Fragmenten uit een dataset over het aanwijzen van objecten:
________________________

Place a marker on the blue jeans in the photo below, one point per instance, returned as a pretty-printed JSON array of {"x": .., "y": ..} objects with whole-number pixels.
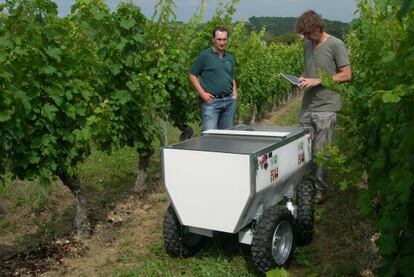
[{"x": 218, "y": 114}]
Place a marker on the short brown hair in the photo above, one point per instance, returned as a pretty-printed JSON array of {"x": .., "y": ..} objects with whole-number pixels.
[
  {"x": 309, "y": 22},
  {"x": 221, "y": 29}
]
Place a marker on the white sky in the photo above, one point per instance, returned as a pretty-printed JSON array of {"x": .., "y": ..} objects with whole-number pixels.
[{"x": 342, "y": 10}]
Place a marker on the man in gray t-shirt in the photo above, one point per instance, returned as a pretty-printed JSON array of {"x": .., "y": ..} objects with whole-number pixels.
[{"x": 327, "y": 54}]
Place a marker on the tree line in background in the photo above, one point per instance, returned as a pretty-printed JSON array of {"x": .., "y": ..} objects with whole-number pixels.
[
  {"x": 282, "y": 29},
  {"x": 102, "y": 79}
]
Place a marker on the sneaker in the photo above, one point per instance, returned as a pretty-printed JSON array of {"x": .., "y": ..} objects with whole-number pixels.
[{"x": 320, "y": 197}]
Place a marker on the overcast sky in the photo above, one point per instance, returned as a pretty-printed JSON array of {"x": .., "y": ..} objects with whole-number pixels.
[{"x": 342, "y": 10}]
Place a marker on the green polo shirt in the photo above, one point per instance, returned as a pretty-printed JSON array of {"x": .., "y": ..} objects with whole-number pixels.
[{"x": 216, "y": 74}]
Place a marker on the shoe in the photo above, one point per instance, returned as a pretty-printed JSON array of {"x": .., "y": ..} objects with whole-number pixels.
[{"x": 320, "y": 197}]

________________________

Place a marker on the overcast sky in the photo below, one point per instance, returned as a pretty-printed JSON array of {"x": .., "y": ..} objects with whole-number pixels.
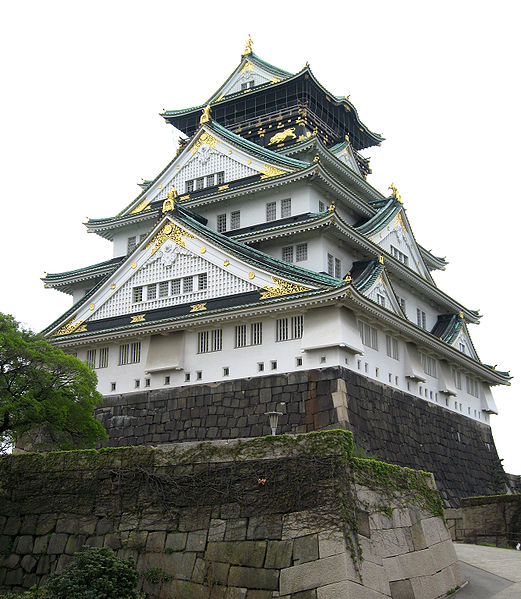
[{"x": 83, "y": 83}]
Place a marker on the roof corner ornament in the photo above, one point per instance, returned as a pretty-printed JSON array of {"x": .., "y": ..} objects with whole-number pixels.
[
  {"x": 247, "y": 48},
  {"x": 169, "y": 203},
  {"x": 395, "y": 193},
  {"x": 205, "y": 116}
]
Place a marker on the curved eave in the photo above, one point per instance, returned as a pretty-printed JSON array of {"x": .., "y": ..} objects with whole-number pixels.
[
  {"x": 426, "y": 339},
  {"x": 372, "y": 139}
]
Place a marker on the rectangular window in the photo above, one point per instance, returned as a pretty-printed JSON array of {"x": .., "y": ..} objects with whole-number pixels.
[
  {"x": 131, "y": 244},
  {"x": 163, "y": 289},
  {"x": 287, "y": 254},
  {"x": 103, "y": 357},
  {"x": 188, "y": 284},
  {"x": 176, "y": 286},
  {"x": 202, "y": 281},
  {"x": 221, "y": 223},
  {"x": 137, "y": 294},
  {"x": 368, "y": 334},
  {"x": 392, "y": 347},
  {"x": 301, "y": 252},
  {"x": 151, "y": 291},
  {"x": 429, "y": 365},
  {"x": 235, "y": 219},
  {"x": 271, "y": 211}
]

________________________

Zoek in de vermeldingen hierboven alle regels met de tekenreeks "overcast" en neem ze over. Let op hoofdletters en kleine letters.

**Volledige uitvoer:**
Place a marker on the overcast sky in the photo above, one point per instance, returned as a pretty-printed JSON array of {"x": .., "y": ..} objects with whole-number pixels.
Place a marker on the overcast sky in the photo below, one point per instance, returned as a pretty-printed JSON array of {"x": .., "y": ..} objects with whole-number pixels.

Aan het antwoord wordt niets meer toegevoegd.